Image-grounded pointing data
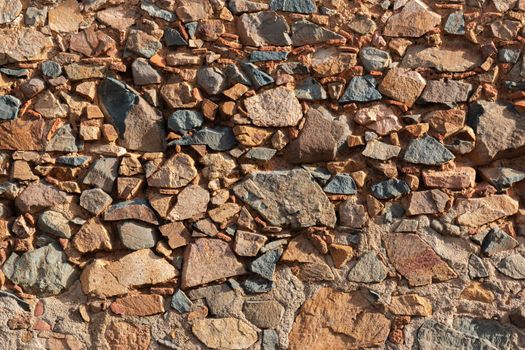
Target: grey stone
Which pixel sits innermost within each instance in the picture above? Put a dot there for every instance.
(263, 28)
(341, 184)
(299, 6)
(9, 10)
(260, 153)
(218, 138)
(63, 141)
(135, 235)
(321, 137)
(455, 23)
(51, 69)
(270, 340)
(264, 56)
(263, 314)
(305, 32)
(264, 265)
(9, 106)
(257, 77)
(140, 126)
(390, 188)
(497, 241)
(374, 59)
(287, 198)
(183, 120)
(361, 89)
(155, 11)
(180, 302)
(513, 266)
(143, 73)
(43, 271)
(427, 150)
(95, 200)
(447, 92)
(310, 90)
(476, 267)
(102, 174)
(54, 223)
(172, 37)
(241, 6)
(212, 80)
(368, 269)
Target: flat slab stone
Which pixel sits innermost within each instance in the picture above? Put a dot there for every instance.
(287, 198)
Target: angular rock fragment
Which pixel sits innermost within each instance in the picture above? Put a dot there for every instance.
(416, 260)
(287, 198)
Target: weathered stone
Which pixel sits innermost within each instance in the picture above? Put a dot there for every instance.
(476, 212)
(338, 320)
(374, 59)
(416, 260)
(136, 235)
(273, 194)
(403, 85)
(176, 172)
(499, 130)
(38, 196)
(368, 269)
(390, 188)
(225, 333)
(95, 200)
(427, 202)
(102, 174)
(379, 118)
(415, 20)
(208, 260)
(447, 92)
(263, 314)
(137, 209)
(305, 32)
(361, 89)
(320, 139)
(274, 108)
(143, 73)
(54, 223)
(410, 305)
(44, 270)
(91, 237)
(142, 267)
(263, 28)
(9, 106)
(66, 17)
(427, 150)
(140, 126)
(192, 201)
(447, 58)
(512, 266)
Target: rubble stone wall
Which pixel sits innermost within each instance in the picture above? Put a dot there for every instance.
(262, 174)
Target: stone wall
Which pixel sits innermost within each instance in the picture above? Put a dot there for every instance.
(262, 174)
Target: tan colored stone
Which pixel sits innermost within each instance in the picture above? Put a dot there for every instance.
(91, 237)
(176, 172)
(337, 320)
(475, 291)
(476, 212)
(140, 305)
(66, 17)
(225, 333)
(410, 305)
(427, 202)
(207, 260)
(454, 179)
(403, 85)
(416, 260)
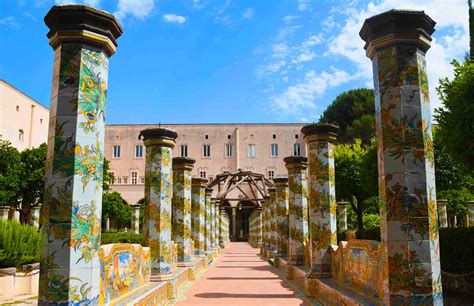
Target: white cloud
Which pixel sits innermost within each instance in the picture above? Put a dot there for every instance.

ASSIGNMENT – Print exactly, and print only, the lines from the line with "Target: stone wall" through the last line of the entries, both ends included. No pictures belong in the result.

ANSWER FOR THIS EXERCISE –
Target: stone wall
Which pixel sits innermost within each instance in the picture above? Put a dot there for every instance.
(262, 174)
Target: tan colored stone
Which pixel sits innermost within each instance in the picture above? Put a dot there for every instance.
(91, 237)
(176, 172)
(337, 320)
(475, 291)
(476, 212)
(140, 305)
(66, 17)
(225, 333)
(410, 305)
(427, 202)
(207, 260)
(454, 179)
(403, 85)
(416, 260)
Target: white cloud
Which pixel sits innermost within each instance in the picture above? Put a dot there for every instance.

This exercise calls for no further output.